TEXT PASSAGE.
-*-*-

Similar is \(k_y, k_z\), therefore in the \(k\) space, every volume \(\frac{(2\pi)^3}{L^3} = \frac{(2\pi)^3}{V}\) corresponds to one state.

Because \(p = \hbar k\), in the \(p\) space, every volume \(\frac{h^3}{V}\) corresponds to one state.

Therefore, considering \((p, p+dp)\), the density of state is

\[\frac{dn}{dE} = \frac{4\pi p^2 dp \frac{V}{h^3}}{ dE }. \]

2. \(\beta-\) decay

Starting from Fermi's Golden rule, the probability \(N(p)dp\) for electron or positron in \((p, p+dp)\) is emitted is,

\[d \lambda = N(p) dp = \frac{2\pi}{\hbar} \left| \int \Psi^*_f \hat{H}_{weak} \Psi_i \right|^2 \frac{dn}{dE_0}. \]

\(\Psi_f = \psi_f \psi_e \psi_\nu\)，but because in the nucleus the emitted electron and neutrino can be considered as plane wave with long wavelength relative to the nucleus radius, \(\psi_e, \psi_\nu\) are considered as constants \(\frac{1}{\sqrt{V}}\).

Then if the weak interaction is approximated as constant, \(|\langle \psi^*_f \hat{H}_{weak} \psi_i \rangle|^2\) somehow shrinks to Fermi or Gamow-Teller matrix elements,

\[| H_{fi}|^2 = \frac{1}{V^2}( G^2_V M^2_F + G^2_A M^2_{GT}). \]

The rest is density of states, using \(dn = 4\pi p^2 dp \frac{V}{h^3}\) in Eq. (4), we get

\[\frac{d n }{ d E } = \frac{ dn_e dn_\nu} { dE} = \frac{(4\pi)^2 V^2}{h^6} p_e^2 dp_e p_\nu^2 dp_\nu \frac{1}{dE_0}. \]

The $E_0 = Q_{\beta-} $ is energy release between parent and daughter atomic masses, i.e. counting the static energy of released electron together with the daughter nucleus,

\[Q_{\beta-} = [ m(^A_Z X_N) - m (^A_{Z+1}X'_{N-1})]c^2, \]

therefore $$E_0 = K_e + E_\nu$$, i.e. the kinetic energy of electron and total energy of neutrino.

-*-*-

SUPPLIED INFORMATION.
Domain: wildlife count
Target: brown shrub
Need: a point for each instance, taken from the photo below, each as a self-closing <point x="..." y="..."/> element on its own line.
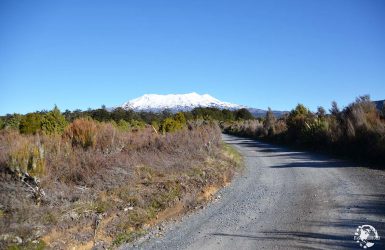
<point x="82" y="132"/>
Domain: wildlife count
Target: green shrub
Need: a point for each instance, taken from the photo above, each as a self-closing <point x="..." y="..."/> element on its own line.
<point x="53" y="122"/>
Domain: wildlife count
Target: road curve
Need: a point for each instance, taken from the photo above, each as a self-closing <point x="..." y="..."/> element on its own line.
<point x="283" y="200"/>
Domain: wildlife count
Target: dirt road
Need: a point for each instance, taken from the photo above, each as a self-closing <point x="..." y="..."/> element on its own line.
<point x="284" y="200"/>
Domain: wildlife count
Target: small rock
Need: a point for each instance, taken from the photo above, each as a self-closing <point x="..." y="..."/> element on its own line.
<point x="17" y="240"/>
<point x="4" y="237"/>
<point x="73" y="215"/>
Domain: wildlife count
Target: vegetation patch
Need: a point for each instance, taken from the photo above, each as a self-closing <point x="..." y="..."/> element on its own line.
<point x="82" y="182"/>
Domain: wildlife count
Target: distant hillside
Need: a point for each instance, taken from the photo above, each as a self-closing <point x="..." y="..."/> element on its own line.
<point x="186" y="102"/>
<point x="379" y="104"/>
<point x="262" y="113"/>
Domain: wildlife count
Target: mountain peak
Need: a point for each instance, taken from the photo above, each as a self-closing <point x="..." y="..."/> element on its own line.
<point x="176" y="102"/>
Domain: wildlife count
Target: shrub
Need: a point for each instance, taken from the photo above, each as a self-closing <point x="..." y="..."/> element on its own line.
<point x="30" y="123"/>
<point x="82" y="132"/>
<point x="53" y="122"/>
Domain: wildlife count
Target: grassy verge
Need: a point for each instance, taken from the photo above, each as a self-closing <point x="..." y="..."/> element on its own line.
<point x="109" y="191"/>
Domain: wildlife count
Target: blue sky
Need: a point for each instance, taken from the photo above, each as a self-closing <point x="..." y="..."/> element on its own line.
<point x="81" y="54"/>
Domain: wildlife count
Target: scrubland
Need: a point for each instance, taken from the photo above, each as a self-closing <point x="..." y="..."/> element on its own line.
<point x="96" y="184"/>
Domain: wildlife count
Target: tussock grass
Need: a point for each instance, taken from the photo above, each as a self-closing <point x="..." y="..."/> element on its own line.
<point x="103" y="184"/>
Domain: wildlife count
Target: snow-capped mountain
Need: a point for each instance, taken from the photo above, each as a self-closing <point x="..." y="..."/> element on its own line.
<point x="176" y="102"/>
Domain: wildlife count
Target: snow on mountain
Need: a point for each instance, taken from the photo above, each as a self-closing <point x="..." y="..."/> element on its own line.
<point x="176" y="102"/>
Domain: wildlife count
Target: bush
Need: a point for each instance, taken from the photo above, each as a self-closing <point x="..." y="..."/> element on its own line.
<point x="30" y="123"/>
<point x="53" y="122"/>
<point x="82" y="132"/>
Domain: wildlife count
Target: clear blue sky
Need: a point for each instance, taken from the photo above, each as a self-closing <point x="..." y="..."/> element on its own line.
<point x="80" y="54"/>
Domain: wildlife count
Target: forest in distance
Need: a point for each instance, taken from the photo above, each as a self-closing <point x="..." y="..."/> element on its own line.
<point x="76" y="164"/>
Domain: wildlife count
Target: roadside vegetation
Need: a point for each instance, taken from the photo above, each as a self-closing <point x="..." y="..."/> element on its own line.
<point x="356" y="131"/>
<point x="99" y="178"/>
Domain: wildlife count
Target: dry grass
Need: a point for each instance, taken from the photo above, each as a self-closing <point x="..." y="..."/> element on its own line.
<point x="102" y="184"/>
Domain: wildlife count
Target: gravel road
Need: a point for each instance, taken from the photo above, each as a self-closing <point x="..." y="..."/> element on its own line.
<point x="283" y="200"/>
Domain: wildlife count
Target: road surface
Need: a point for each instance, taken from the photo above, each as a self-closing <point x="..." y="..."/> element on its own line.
<point x="283" y="200"/>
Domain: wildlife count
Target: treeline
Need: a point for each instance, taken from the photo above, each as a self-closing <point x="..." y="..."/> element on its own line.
<point x="53" y="122"/>
<point x="356" y="131"/>
<point x="61" y="171"/>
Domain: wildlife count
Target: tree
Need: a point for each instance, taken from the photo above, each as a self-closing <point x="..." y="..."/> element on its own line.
<point x="321" y="112"/>
<point x="334" y="109"/>
<point x="269" y="122"/>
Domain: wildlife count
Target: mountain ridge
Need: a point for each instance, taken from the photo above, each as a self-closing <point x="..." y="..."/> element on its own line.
<point x="186" y="102"/>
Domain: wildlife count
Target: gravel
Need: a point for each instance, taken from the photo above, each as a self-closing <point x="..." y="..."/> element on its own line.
<point x="283" y="199"/>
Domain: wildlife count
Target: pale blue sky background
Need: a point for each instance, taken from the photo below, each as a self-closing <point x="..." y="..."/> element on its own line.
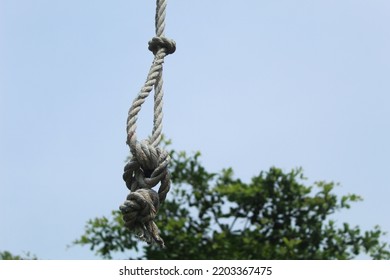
<point x="253" y="83"/>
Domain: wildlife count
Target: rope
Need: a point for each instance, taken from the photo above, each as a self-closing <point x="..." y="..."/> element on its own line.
<point x="149" y="163"/>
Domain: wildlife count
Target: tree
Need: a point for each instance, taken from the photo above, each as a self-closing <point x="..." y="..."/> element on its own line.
<point x="6" y="255"/>
<point x="216" y="216"/>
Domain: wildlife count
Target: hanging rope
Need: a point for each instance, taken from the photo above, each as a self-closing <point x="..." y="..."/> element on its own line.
<point x="148" y="165"/>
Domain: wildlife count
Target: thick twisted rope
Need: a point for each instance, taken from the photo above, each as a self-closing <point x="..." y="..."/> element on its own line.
<point x="148" y="165"/>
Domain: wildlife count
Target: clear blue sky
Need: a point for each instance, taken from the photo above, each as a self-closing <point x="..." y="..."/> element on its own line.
<point x="253" y="84"/>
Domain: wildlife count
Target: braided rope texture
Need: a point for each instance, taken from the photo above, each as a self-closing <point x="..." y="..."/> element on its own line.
<point x="148" y="165"/>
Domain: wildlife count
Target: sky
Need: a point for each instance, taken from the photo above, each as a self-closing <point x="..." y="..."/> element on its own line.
<point x="252" y="84"/>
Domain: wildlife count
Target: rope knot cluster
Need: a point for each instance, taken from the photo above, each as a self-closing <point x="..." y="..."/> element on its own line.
<point x="158" y="43"/>
<point x="148" y="165"/>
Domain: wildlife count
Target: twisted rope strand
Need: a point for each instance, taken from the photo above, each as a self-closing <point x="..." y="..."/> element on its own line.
<point x="149" y="163"/>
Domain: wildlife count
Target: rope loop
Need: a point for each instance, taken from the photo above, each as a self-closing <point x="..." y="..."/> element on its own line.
<point x="148" y="165"/>
<point x="158" y="43"/>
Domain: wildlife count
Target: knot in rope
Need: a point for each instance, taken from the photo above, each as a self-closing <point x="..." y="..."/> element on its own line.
<point x="148" y="165"/>
<point x="158" y="43"/>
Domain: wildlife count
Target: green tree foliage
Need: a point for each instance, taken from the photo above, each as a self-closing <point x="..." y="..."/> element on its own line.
<point x="216" y="216"/>
<point x="6" y="255"/>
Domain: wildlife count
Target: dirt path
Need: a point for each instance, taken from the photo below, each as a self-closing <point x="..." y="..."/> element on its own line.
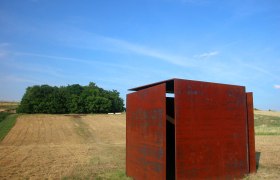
<point x="54" y="146"/>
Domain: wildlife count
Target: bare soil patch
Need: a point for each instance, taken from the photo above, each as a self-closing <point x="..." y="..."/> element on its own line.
<point x="89" y="147"/>
<point x="57" y="146"/>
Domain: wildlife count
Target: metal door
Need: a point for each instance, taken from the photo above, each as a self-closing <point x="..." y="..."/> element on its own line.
<point x="145" y="133"/>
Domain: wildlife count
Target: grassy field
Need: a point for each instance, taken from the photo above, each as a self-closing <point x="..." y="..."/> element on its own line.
<point x="93" y="147"/>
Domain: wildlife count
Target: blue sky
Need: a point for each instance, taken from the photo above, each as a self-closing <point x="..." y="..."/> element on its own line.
<point x="127" y="43"/>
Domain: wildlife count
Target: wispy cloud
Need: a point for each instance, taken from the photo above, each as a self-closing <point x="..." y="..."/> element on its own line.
<point x="88" y="40"/>
<point x="207" y="55"/>
<point x="277" y="86"/>
<point x="17" y="79"/>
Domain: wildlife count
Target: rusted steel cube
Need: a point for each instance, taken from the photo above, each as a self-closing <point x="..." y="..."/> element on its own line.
<point x="204" y="130"/>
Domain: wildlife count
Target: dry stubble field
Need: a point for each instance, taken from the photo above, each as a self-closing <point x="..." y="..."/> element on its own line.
<point x="90" y="146"/>
<point x="69" y="147"/>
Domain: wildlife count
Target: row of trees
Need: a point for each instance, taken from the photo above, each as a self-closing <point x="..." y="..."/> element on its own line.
<point x="70" y="99"/>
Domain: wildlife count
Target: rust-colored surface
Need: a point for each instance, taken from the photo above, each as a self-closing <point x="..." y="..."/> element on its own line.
<point x="211" y="130"/>
<point x="145" y="134"/>
<point x="251" y="133"/>
<point x="211" y="135"/>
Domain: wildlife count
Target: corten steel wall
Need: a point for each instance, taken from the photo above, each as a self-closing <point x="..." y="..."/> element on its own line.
<point x="214" y="131"/>
<point x="211" y="130"/>
<point x="145" y="133"/>
<point x="251" y="133"/>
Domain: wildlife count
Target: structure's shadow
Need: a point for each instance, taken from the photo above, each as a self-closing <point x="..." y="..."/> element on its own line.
<point x="258" y="156"/>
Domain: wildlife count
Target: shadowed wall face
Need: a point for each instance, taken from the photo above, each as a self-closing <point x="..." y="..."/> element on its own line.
<point x="208" y="130"/>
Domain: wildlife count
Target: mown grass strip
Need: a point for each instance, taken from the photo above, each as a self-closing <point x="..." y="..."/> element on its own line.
<point x="3" y="115"/>
<point x="7" y="124"/>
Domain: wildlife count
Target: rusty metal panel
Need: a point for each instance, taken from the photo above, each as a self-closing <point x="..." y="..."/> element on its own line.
<point x="210" y="130"/>
<point x="145" y="133"/>
<point x="251" y="133"/>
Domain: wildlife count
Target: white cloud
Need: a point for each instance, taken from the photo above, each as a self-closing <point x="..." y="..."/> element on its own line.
<point x="277" y="86"/>
<point x="89" y="40"/>
<point x="150" y="52"/>
<point x="207" y="55"/>
<point x="16" y="79"/>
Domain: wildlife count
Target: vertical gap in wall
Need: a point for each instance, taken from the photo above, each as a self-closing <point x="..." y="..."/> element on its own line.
<point x="170" y="138"/>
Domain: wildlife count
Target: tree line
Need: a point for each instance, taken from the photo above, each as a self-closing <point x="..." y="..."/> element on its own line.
<point x="70" y="99"/>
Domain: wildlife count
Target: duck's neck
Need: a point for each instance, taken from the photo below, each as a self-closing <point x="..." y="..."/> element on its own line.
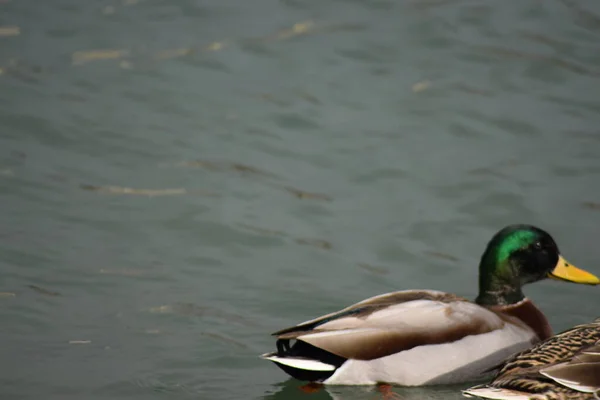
<point x="499" y="284"/>
<point x="499" y="296"/>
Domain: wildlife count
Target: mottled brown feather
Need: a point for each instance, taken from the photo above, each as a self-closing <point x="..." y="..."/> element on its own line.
<point x="572" y="355"/>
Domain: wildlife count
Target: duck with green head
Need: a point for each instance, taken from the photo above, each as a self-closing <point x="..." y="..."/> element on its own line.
<point x="428" y="337"/>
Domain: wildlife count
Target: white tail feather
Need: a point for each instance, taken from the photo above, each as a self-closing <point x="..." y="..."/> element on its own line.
<point x="301" y="363"/>
<point x="488" y="392"/>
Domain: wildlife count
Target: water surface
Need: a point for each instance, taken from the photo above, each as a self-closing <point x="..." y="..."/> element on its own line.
<point x="179" y="179"/>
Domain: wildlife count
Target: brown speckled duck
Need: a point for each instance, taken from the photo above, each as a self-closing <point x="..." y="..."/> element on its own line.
<point x="564" y="367"/>
<point x="426" y="337"/>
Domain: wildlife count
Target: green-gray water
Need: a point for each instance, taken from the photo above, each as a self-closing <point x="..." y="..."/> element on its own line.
<point x="178" y="179"/>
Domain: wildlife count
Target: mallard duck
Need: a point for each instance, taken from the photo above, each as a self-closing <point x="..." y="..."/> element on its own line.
<point x="427" y="337"/>
<point x="564" y="367"/>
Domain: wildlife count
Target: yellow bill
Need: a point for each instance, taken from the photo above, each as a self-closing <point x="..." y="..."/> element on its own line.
<point x="568" y="272"/>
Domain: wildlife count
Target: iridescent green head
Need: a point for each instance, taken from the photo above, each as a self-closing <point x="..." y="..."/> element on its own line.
<point x="521" y="254"/>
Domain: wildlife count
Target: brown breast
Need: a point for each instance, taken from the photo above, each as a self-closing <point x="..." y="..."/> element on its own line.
<point x="527" y="312"/>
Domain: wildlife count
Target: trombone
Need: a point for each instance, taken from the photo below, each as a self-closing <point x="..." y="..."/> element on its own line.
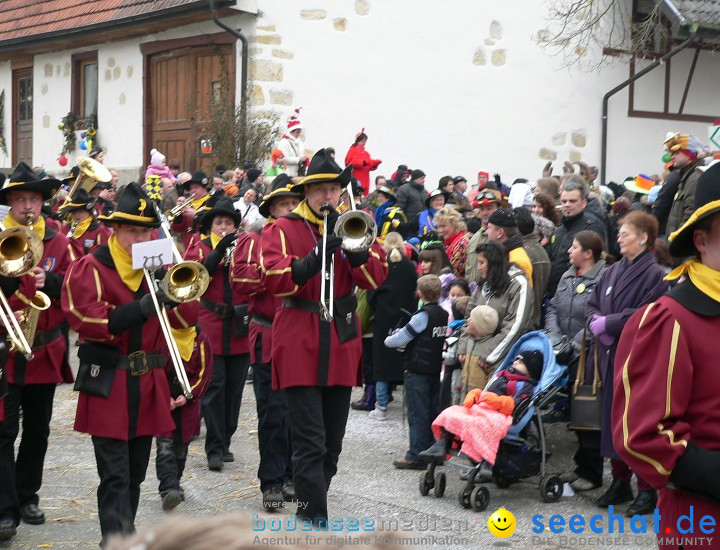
<point x="184" y="282"/>
<point x="91" y="172"/>
<point x="21" y="250"/>
<point x="358" y="230"/>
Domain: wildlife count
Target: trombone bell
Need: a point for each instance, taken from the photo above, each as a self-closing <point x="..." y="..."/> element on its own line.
<point x="186" y="281"/>
<point x="20" y="251"/>
<point x="357" y="229"/>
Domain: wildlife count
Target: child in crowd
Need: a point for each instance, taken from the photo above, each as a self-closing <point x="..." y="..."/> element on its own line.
<point x="423" y="338"/>
<point x="486" y="415"/>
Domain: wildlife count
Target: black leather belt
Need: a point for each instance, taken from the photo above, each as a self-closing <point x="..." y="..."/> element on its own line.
<point x="224" y="311"/>
<point x="43" y="338"/>
<point x="303" y="304"/>
<point x="262" y="320"/>
<point x="139" y="362"/>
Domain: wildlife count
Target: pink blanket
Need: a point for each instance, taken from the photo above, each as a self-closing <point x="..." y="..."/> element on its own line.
<point x="480" y="428"/>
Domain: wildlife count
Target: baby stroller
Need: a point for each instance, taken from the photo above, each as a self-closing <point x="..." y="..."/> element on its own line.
<point x="522" y="453"/>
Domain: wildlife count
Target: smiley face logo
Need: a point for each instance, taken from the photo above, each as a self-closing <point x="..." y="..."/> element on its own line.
<point x="502" y="523"/>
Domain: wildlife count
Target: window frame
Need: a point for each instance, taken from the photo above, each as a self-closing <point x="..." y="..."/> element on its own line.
<point x="79" y="62"/>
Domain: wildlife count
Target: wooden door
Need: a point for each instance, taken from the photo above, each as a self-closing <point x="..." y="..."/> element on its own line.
<point x="181" y="86"/>
<point x="22" y="110"/>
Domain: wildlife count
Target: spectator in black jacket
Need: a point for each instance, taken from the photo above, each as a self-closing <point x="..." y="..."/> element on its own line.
<point x="573" y="200"/>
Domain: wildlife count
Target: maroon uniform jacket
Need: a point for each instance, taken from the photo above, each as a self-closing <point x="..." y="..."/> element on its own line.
<point x="49" y="365"/>
<point x="92" y="289"/>
<point x="296" y="359"/>
<point x="245" y="278"/>
<point x="219" y="294"/>
<point x="95" y="235"/>
<point x="199" y="371"/>
<point x="667" y="394"/>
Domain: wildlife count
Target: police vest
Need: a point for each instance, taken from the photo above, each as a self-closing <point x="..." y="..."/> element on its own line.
<point x="424" y="353"/>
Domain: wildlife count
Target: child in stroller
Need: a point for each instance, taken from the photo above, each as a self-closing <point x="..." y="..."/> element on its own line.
<point x="522" y="452"/>
<point x="486" y="416"/>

-*-*-

SET EXERCISE 1. In the beta decay notes, what does \(E_0\) equal?
SET EXERCISE 2. Please update the beta decay notes from "Then if the" up to and including "energy of neutrino.", replacing "density of states" with "state density".

EXERCISE RESPONSE 1. \(E_0\) equals the kinetic energy of the electron plus the total energy of the neutrino.

EXERCISE RESPONSE 2.
Then if the weak interaction is approximated as constant, \(|\langle \psi^*_f \hat{H}_{weak} \psi_i \rangle|^2\) somehow shrinks to Fermi or Gamow-Teller matrix elements,

\[| H_{fi}|^2 = \frac{1}{V^2}( G^2_V M^2_F + G^2_A M^2_{GT}). \]

The rest is state density, using \(dn = 4\pi p^2 dp \frac{V}{h^3}\) in Eq. (4), we get

\[\frac{d n }{ d E } = \frac{ dn_e dn_\nu} { dE} = \frac{(4\pi)^2 V^2}{h^6} p_e^2 dp_e p_\nu^2 dp_\nu \frac{1}{dE_0}. \]

The $E_0 = Q_{\beta-} $ is energy release between parent and daughter atomic masses, i.e. counting the static energy of released electron together with the daughter nucleus,

\[Q_{\beta-} = [ m(^A_Z X_N) - m (^A_{Z+1}X'_{N-1})]c^2, \]

therefore $$E_0 = K_e + E_\nu$$, i.e. the kinetic energy of electron and total energy of neutrino.